Natural-language object grounding data
+++

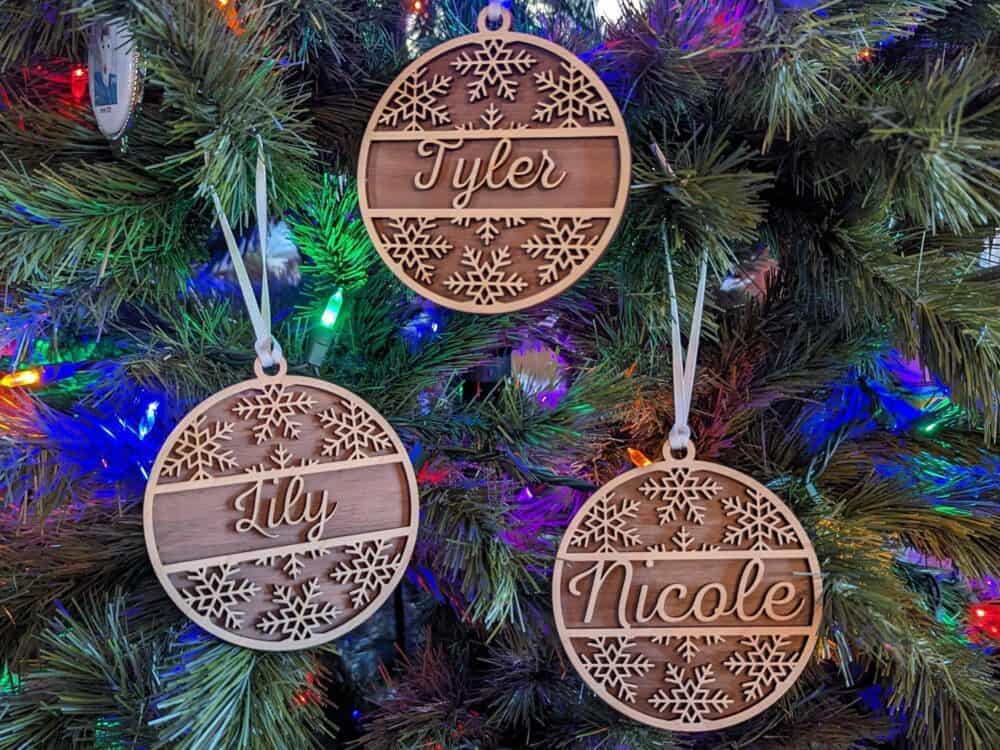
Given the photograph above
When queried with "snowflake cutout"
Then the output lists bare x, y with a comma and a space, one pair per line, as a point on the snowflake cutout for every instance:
298, 615
485, 282
371, 567
757, 521
766, 664
563, 247
493, 64
412, 246
199, 447
280, 458
273, 410
571, 96
681, 491
607, 525
355, 433
687, 645
216, 594
294, 562
487, 228
610, 664
416, 101
689, 698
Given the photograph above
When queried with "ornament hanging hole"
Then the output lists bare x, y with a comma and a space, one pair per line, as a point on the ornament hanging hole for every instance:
670, 455
483, 22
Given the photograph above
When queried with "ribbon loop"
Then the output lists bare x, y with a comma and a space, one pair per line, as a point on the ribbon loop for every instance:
683, 367
268, 350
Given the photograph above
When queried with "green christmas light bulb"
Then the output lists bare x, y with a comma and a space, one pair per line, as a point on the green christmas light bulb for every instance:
332, 310
323, 334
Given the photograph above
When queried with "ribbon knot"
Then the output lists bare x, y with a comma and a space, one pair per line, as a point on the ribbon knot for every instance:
268, 350
683, 371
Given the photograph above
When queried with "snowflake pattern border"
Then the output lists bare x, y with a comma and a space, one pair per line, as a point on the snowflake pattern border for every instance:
689, 698
217, 592
610, 664
199, 448
370, 567
353, 433
298, 615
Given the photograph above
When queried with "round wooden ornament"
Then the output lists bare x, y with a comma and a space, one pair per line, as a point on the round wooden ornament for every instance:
687, 595
494, 171
281, 512
116, 79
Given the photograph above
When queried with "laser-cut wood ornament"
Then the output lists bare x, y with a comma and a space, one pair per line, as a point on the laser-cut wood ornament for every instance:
687, 595
494, 171
281, 512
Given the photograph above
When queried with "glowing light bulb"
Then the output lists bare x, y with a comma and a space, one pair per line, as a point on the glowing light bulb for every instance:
332, 310
21, 379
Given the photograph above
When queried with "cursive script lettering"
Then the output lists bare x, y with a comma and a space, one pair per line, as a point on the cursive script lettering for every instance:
469, 177
676, 602
292, 507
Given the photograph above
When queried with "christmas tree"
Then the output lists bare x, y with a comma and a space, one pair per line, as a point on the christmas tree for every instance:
838, 163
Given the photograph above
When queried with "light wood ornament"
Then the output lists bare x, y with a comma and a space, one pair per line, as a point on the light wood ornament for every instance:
687, 595
494, 171
281, 512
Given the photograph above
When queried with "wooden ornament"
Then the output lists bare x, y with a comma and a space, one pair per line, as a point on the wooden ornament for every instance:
494, 171
116, 79
687, 595
281, 512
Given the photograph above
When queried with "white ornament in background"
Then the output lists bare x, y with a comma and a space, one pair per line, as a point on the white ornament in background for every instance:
609, 10
115, 78
991, 252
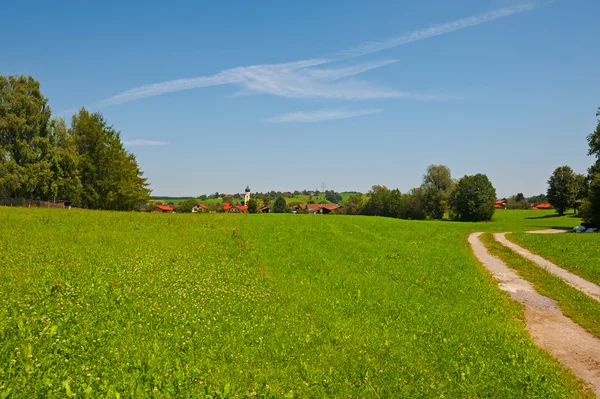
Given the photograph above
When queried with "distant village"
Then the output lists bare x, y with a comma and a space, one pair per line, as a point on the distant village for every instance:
310, 202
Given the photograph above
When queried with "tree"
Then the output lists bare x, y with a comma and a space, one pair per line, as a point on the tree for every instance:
590, 210
519, 197
561, 189
538, 199
110, 176
378, 201
332, 196
25, 148
186, 206
280, 205
591, 206
437, 185
354, 204
64, 164
438, 177
473, 198
594, 143
581, 190
252, 206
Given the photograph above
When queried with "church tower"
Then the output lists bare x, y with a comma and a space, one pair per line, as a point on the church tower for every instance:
247, 196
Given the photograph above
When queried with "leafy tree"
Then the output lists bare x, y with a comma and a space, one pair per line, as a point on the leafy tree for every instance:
561, 189
590, 210
252, 205
438, 177
25, 147
538, 199
517, 202
64, 164
332, 196
594, 143
186, 206
473, 198
378, 201
110, 176
437, 185
353, 205
280, 205
581, 190
413, 204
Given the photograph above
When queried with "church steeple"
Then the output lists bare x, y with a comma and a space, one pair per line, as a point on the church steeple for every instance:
247, 196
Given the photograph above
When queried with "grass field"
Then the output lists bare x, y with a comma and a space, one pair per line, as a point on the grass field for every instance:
578, 253
574, 304
174, 305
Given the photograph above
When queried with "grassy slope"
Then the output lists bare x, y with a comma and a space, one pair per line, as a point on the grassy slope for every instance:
292, 305
574, 304
577, 253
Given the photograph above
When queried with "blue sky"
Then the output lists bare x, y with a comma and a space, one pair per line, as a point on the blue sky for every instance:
291, 95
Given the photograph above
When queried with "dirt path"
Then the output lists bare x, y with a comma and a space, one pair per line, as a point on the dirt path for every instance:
588, 288
548, 231
574, 347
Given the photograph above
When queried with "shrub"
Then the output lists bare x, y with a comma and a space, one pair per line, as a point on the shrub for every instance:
280, 205
473, 199
252, 206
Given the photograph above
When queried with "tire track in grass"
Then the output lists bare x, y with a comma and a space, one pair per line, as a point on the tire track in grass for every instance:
573, 346
587, 287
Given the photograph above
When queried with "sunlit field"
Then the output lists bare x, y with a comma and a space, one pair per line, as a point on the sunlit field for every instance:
109, 304
578, 253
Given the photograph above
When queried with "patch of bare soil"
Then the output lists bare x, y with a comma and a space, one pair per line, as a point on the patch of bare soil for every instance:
587, 287
548, 231
574, 347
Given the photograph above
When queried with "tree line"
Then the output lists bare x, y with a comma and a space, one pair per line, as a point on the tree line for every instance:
470, 198
41, 158
568, 190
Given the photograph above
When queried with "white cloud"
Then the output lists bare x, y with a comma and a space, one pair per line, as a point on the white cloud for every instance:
322, 115
302, 79
436, 30
139, 143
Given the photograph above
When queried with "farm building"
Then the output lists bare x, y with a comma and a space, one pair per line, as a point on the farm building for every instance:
162, 209
319, 208
229, 208
500, 204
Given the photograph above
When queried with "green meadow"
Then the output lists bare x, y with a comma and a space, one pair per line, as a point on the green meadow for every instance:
577, 252
109, 304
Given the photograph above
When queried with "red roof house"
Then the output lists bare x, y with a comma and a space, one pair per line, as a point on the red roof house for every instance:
500, 204
319, 208
162, 208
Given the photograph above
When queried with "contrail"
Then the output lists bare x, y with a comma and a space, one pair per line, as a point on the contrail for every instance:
436, 30
300, 80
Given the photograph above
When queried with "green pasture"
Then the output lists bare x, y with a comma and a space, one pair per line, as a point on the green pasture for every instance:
109, 304
574, 304
577, 252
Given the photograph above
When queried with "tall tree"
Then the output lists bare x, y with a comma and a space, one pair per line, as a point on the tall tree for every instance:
110, 176
252, 205
280, 205
561, 189
591, 211
64, 164
473, 198
593, 140
437, 185
24, 142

+++

Problem to work on ▸
A picture-free version of all the records, repeated exactly, is what to return.

Answer to the exercise ▸
Given the photograph above
When queried with "snowflake cutout"
Then the output lists bare x, y with a comma and a space, one pair per line, as a point on the snowflake cutout for every instance:
298, 615
485, 282
371, 567
757, 521
766, 664
563, 247
493, 64
412, 246
199, 447
280, 458
273, 410
571, 96
681, 491
607, 525
355, 433
687, 645
216, 594
294, 562
487, 228
610, 664
416, 101
689, 698
Given the photograph above
When queried with "ornament hanging hole"
Then the output lists bare x, y with a comma and a space, one pair per line, as a point on the ornament hanging hole for every instance:
670, 455
483, 22
Given the photograph above
When queried with "ribbon loop"
Then the output lists bare x, y with a comma and a space, one pair per line, as a point on the ribbon loop for every instance:
683, 367
268, 350
Given the photograph above
When queried with "green christmas light bulb"
Then the output lists bare x, y with a comma and a space, one pair per line, as a point on the green christmas light bulb for every instance:
332, 310
323, 334
Given the photograph above
When queried with "ribbon knot"
Then the output lists bare x, y with a comma and a space, one pair per line, as a point on the ribbon knot for every instance:
268, 350
683, 371
Given the photograph above
When queried with "snowflake pattern border"
Then the output lists bare x, y with a comma and a space, one pair per line, as a point on the snowflake pattern border for every instance:
689, 698
217, 592
610, 664
199, 448
370, 567
353, 433
298, 615
Given the photograph above
When queried with "round wooden ornament"
Then the output lists bare x, y with a comma and a space, one pair per line, as a point on the round wooden ornament for every instance:
687, 595
494, 171
281, 512
116, 79
Given the photograph above
When queried with "laser-cut wood ornament"
Then the output lists bare x, y with a comma and a space, one pair per line, as a point on the laser-cut wood ornament for every instance:
687, 595
494, 171
281, 512
Given the photograph above
When queried with "glowing light bulb"
Then the output lists bare x, y with a comma and a space, one pair per line, as a point on the glowing light bulb for every instance:
332, 310
21, 379
Given the photograph above
When queried with "cursive script lettering"
Then the output lists bare x, y with a comma and a space, one pair per line, as a point on the cursive script lettering for every instance:
469, 177
676, 602
292, 507
Given the photograph above
When queried with "christmas tree"
Then the output lists bare x, y with a comma and a space, one pair per line, as a point on the christmas tree for every instance:
838, 163
Given the photograph above
When queried with "light wood ornament"
Then the output lists bare x, y with a comma and a space, one pair per line, as a point on the light wood ornament for every instance:
687, 595
494, 171
281, 512
Given the photograph above
When queried with "wooden ornament"
Then the output lists bare x, y with a comma and a space, one pair per line, as a point on the wooden ornament for every instance:
494, 171
116, 79
687, 595
281, 512
Given the photograph above
When queried with "white ornament in background"
Then the output lists bare x, y with a comma and a space, one pair per line, as a point on the white ornament in background for every instance:
609, 10
115, 78
991, 252
Given the photograph above
When queried with "distant village"
Then the output lists bare x, y with a comma and a space, one pair per line, as a point on the distant village for every instance:
310, 202
Given the photograph above
When queried with "tree"
Then the output lists bare x, y with a comma and a space, one pair per line, as a point on the tree for every instance:
590, 210
519, 197
561, 189
538, 199
110, 176
378, 201
332, 196
25, 148
186, 206
280, 205
591, 206
437, 185
354, 204
64, 164
438, 177
473, 198
594, 143
581, 190
252, 206
Given the photograph above
When queried with "church tower"
Then the output lists bare x, y with a comma and a space, one pair per line, as a point on the church tower for every instance:
247, 196
Given the photograph above
When queried with "leafy tree"
Then the output lists bare x, y with a comma and a space, one pair per line, as a point on the leafy tree for every instance:
561, 189
590, 210
252, 205
438, 177
25, 147
538, 199
517, 202
64, 164
332, 196
594, 143
186, 206
473, 198
378, 201
110, 176
437, 185
353, 205
280, 205
581, 190
413, 204
Given the photograph above
When queried with "church steeple"
Then the output lists bare x, y with a comma and a space, one pair per line, as a point on the church steeple for every instance:
247, 196
Given the photograph above
When queried with "grass field"
Then the output lists bare x, y with a comma and a space, one pair per line, as a point on the grass field for every instance:
578, 253
574, 304
174, 305
Given the photograph above
When queried with "grassy slope"
Then the output lists bare x, y with a comma and a space, one pair per line, as a point on the grassy slope for every instance:
292, 305
574, 304
577, 253
Given the photograph above
When queried with "blue sky"
Then the output lists bare x, y with a comma and a space, one pair per line, as a point on the blue sky for every instance:
291, 95
Given the photograph above
When queried with "dirt path"
Then the output lists bare x, y with a comma and a space, one pair per line, as a point on the dirt path for every instance:
588, 288
548, 231
574, 347
Given the photograph above
When queried with "shrub"
Then the output lists bare x, y with a comma and a space, one pair per line, as a point on the shrub for every instance:
280, 205
473, 199
252, 206
Given the photograph above
When queried with "tire track in grass"
Then the output lists bare x, y with a comma and a space, one pair per line, as a point on the tire track in grass for every instance:
573, 346
587, 287
Given the photograph above
When queried with "sunlit field"
Then the output lists bare x, y with a comma and a space, one pair per line, as a point on the sunlit field for every instance:
109, 304
578, 253
Given the photograph above
When queried with "patch of bare soil"
Then the output lists bare x, y with a comma and a space, one pair per line, as a point on the patch of bare soil for every instance:
587, 287
548, 231
574, 347
Given the photograph above
When queried with "tree line"
Then the output lists bare x, y with a comma and a space, one pair per line, as a point on the tree line for every instance:
470, 198
41, 158
568, 190
Given the photograph above
When queried with "white cloud"
Then the output lists bare x, y with a comma and a space, one pair per line, as a point on the white cloud for every instance:
322, 115
302, 79
436, 30
139, 143
Given the photograph above
When queried with "farm building"
Then the output lists bare x, y with a comma and a space, one pair per line, as a point on the farm building for every instance:
162, 209
319, 208
229, 208
500, 204
Given the photograph above
When queried with "green meadow"
Then the output lists bare x, y with a comma and a space, one pair per line, as a point on the green meadow for every instance:
577, 252
109, 304
Given the photograph above
When queried with "red roof house"
Then the output lists bare x, y with a comma and a space, one pair per line, as a point on the red roof house for every instance:
500, 204
319, 208
162, 208
Given the photograph above
When queried with "contrail"
Then the output lists bare x, y with a comma and a space, one pair per line, as a point on the contrail for every instance:
436, 30
300, 80
Given the photograph above
When queried with "green pasture"
Then the output lists bare x, y with a comma and a space, one pair per line, as a point on the green pasture for every instance:
109, 304
574, 304
577, 252
Given the photograph above
When queried with "tall tree"
Then the output lists bare x, y with a comma and a space, one pair per line, as a point on the tall tree for every instance:
110, 176
252, 205
280, 205
561, 189
591, 211
64, 164
473, 198
593, 140
437, 185
24, 142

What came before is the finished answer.